Task. Which lines in the entries contain the string "leaf"? Gather every one and copy it out.

Dataset entries.

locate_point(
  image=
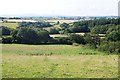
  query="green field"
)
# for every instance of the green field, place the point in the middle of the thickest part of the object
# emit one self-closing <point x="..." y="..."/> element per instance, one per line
<point x="56" y="61"/>
<point x="10" y="25"/>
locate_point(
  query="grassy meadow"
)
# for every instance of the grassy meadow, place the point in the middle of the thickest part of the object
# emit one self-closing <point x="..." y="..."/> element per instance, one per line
<point x="9" y="25"/>
<point x="56" y="61"/>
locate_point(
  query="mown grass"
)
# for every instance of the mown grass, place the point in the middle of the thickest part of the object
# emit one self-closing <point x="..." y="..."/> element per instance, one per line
<point x="21" y="61"/>
<point x="47" y="49"/>
<point x="9" y="25"/>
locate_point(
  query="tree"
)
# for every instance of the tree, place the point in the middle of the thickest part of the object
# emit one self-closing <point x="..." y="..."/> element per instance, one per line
<point x="77" y="39"/>
<point x="53" y="31"/>
<point x="113" y="36"/>
<point x="4" y="30"/>
<point x="30" y="36"/>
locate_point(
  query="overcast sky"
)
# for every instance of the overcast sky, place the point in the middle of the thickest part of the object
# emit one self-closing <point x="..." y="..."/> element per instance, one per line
<point x="59" y="7"/>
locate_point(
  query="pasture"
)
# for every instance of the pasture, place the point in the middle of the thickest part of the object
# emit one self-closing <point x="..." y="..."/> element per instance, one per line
<point x="9" y="25"/>
<point x="61" y="21"/>
<point x="56" y="61"/>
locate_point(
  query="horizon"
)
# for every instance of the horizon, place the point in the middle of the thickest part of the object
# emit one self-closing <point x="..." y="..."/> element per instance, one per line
<point x="28" y="8"/>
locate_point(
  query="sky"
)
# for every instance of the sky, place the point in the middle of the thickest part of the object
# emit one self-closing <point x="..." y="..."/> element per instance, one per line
<point x="59" y="7"/>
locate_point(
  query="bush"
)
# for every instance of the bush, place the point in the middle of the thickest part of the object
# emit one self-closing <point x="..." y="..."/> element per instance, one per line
<point x="111" y="47"/>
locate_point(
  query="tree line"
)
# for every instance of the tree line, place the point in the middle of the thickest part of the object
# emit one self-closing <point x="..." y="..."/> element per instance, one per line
<point x="30" y="33"/>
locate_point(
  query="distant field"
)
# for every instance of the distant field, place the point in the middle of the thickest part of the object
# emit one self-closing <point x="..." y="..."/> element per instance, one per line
<point x="10" y="25"/>
<point x="61" y="21"/>
<point x="36" y="61"/>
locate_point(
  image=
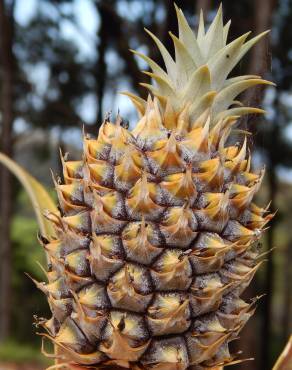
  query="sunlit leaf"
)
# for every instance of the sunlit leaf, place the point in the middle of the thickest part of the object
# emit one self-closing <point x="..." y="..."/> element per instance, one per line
<point x="38" y="195"/>
<point x="285" y="360"/>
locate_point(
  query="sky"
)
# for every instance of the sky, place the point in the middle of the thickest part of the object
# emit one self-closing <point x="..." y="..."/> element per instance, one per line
<point x="84" y="35"/>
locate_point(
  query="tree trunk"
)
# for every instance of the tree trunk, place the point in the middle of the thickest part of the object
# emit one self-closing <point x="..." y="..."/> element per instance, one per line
<point x="6" y="37"/>
<point x="101" y="70"/>
<point x="260" y="57"/>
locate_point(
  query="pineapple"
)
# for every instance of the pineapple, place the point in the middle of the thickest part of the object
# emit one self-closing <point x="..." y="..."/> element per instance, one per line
<point x="156" y="225"/>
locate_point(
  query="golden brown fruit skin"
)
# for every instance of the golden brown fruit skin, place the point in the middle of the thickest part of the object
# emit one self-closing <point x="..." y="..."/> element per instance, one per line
<point x="154" y="242"/>
<point x="151" y="275"/>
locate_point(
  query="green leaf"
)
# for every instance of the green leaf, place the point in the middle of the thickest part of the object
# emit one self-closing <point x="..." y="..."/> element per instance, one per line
<point x="38" y="195"/>
<point x="285" y="360"/>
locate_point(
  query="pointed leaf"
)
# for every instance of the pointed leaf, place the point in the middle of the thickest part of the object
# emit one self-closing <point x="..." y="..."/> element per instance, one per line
<point x="201" y="29"/>
<point x="197" y="108"/>
<point x="187" y="37"/>
<point x="168" y="61"/>
<point x="198" y="85"/>
<point x="139" y="103"/>
<point x="185" y="64"/>
<point x="38" y="195"/>
<point x="214" y="38"/>
<point x="226" y="31"/>
<point x="153" y="65"/>
<point x="238" y="112"/>
<point x="164" y="87"/>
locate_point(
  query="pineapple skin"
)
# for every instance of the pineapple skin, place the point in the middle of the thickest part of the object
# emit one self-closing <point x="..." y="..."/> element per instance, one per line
<point x="156" y="229"/>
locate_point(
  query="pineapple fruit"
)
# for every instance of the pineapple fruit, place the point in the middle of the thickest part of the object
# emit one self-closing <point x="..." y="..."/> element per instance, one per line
<point x="155" y="234"/>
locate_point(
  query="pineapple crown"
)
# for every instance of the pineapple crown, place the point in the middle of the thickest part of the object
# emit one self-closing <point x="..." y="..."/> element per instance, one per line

Result of this exercise.
  query="sunlit leaf"
# for every instance of the sunlit leaf, place the point in the middle of the thickest part of the object
  query="green leaf"
# for every instance of the green leaf, place the point in the middle of the thickest part of the object
  query="pointed leaf"
# for every instance of the pointed leaf, place the point in the middle of the thickest part of the object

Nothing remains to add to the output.